> **ACTIVITIES**:
1. In the cancer-modeling thread, do these statements agree with the text? (a) The reply says cancer growth is often most accurately modeled with pde. (b) The person asking is writing a university thesis. (c) Phenomenological models are built from known physical or biological laws. Answer yes or no for each and quote the words that decide it.
2. Extend the cancer-modeling thread with a few more sentences that pick up after its last one.

> **EXCERPT**:
★ ★ ★

Modelling cancer with ordinary differential equations How can I model cancer spread and cancer treatment using first order differential equations? 
I will be investigating this topic in my high school math paper, but am unsure of where to begin.
 A: There are many applications of differential equations (e.g. ode, pde, sde, sdpde, etc.) in the study of cancers. You could search the profile of Professor Yang Kuang who is one of the leading figures in mathematical oncology. 
Here is one of the easier models (ode) to understand and apply https://www.mdpi.com/2076-3417/9/1/36. If you want model that directly deals with cancer growth, this is often most accurately modeled with pde, for instance melanoma, ... (on Professor Kuang's research on his website). 
You can find essentially existing mathematical models for practically any cancer type. They can model the cancer in a physiological level, a macroscopic level or multi-scale level (which connects the molecular level to the macroscopic realization of the cancer). There are also phenomenological model (e.g. model that is formulated from what is observed rather than from known physical/biological laws), mechanistic model and hybrid model. The subject is very rich and is at an intersection of many different fields.

★ ★ ★

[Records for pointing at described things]

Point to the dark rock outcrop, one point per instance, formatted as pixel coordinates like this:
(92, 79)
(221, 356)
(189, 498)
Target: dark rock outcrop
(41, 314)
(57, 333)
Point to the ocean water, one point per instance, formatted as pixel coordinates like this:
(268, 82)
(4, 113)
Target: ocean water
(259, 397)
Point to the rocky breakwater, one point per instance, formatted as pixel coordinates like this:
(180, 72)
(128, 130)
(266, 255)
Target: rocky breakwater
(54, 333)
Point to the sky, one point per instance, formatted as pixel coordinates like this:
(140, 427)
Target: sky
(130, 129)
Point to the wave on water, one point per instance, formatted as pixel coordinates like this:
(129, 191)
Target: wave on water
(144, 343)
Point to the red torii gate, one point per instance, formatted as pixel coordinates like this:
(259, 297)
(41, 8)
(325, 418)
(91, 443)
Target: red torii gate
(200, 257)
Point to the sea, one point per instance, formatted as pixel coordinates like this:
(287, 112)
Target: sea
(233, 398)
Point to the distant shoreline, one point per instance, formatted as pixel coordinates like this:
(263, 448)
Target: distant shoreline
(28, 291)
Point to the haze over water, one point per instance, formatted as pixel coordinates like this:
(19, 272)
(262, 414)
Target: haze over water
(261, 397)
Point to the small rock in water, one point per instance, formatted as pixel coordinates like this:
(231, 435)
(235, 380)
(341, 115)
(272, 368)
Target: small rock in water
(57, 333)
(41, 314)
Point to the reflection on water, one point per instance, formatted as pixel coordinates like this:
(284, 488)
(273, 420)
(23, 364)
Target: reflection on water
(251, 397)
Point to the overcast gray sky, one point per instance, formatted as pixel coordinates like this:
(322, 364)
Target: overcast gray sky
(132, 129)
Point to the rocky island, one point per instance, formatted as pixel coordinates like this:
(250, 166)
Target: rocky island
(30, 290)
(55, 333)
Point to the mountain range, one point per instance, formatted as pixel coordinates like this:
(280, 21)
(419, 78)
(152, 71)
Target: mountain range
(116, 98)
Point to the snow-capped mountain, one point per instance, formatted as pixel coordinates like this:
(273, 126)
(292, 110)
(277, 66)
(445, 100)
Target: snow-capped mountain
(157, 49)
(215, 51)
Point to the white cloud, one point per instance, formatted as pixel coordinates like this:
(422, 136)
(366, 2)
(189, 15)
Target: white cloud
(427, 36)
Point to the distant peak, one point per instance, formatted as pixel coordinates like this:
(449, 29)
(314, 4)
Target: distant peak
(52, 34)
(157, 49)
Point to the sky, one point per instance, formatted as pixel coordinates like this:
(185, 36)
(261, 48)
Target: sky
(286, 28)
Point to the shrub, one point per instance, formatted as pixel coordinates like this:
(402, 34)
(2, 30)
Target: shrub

★ ★ ★

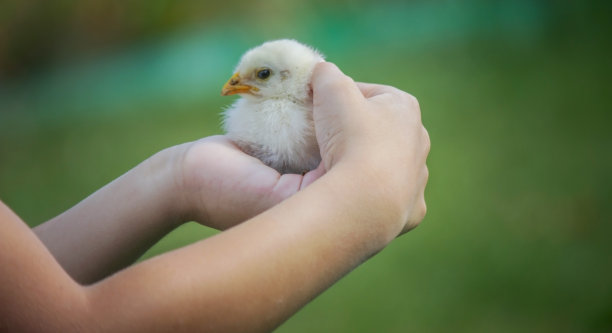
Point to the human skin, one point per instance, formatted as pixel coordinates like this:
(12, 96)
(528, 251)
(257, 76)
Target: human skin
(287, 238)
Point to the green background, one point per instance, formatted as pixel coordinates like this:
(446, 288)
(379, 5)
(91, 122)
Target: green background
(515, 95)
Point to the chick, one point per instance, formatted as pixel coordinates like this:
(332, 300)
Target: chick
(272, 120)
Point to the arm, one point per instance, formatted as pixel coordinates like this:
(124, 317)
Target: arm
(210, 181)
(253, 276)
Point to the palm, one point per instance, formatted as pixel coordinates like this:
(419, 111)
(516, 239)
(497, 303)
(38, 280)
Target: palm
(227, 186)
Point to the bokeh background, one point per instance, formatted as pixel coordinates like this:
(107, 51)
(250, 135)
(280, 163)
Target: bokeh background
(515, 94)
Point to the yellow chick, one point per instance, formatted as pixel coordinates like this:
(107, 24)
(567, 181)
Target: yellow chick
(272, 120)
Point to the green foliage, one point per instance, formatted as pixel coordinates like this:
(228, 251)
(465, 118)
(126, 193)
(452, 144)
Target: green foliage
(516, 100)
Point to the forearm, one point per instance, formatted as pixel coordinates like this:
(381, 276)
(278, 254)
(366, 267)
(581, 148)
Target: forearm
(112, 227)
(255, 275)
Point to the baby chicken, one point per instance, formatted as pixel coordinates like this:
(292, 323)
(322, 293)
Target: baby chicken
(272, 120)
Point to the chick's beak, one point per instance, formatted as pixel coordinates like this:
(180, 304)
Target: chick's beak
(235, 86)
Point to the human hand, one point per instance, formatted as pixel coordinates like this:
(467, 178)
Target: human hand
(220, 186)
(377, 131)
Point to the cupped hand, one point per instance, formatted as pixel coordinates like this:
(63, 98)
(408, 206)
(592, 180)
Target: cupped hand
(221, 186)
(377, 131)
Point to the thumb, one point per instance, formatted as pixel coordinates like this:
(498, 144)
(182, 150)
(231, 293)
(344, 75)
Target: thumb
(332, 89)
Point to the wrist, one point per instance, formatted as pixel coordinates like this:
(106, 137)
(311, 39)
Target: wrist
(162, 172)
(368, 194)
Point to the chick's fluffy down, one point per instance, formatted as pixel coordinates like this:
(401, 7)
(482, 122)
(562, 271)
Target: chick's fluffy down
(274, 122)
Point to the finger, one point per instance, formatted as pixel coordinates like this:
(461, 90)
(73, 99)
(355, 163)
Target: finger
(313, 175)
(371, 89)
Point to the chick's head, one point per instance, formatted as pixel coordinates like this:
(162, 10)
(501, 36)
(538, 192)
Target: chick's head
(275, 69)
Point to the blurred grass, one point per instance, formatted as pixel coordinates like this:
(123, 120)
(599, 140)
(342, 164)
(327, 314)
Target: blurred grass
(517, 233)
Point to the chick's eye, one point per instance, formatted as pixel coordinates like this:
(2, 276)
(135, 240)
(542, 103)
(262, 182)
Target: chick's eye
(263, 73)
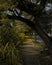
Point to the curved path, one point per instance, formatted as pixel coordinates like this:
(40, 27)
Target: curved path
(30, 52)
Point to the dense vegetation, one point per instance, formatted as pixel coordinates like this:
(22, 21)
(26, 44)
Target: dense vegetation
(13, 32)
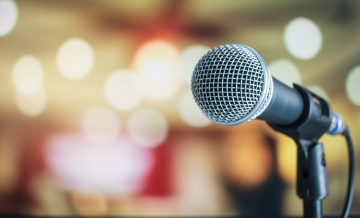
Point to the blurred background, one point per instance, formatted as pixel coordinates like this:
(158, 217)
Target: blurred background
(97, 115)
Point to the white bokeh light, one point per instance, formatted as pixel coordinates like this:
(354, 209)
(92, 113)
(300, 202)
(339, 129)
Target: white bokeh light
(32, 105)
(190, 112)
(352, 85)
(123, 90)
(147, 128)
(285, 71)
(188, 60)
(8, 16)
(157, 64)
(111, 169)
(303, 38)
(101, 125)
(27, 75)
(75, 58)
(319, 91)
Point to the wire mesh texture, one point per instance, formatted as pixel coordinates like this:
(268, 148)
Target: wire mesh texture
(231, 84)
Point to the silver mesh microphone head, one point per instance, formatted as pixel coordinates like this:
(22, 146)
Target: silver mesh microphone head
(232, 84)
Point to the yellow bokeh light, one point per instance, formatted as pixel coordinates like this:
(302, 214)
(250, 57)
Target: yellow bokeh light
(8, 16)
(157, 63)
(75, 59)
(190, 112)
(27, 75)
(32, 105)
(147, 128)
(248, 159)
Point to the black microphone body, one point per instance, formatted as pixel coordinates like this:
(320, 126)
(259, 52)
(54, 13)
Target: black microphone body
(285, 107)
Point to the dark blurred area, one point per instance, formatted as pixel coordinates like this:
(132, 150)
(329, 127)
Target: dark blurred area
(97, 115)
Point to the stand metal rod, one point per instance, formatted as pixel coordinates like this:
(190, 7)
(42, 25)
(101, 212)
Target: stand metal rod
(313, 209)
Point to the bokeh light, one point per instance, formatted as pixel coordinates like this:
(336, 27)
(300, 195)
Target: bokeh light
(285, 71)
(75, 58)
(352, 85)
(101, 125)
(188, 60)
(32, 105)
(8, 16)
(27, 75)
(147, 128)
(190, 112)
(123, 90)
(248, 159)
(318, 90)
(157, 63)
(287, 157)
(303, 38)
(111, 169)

★ ★ ★

> **OUTPUTS FOR THE TASKS**:
1.
(a) Yes: "this is often most accurately modeled with pde"
(b) No: "I will be investigating this topic in my high school math paper"
(c) No: "model that is formulated from what is observed rather than from known physical/biological laws"

2.
Both heavy mathematical analysis and computational examination can be carried out to study these models. But it is often best study with real (or even synthetic) data, so clinicians would trust your model more. But for a school project, some simulations and understanding of the model would likely to suffice.
For a book reference, Professor Brian Ingalls writes a very readable text called "Mathematical Modeling in Systems Biology". The book (and his website) contains an abundant of example and code for you to learn from.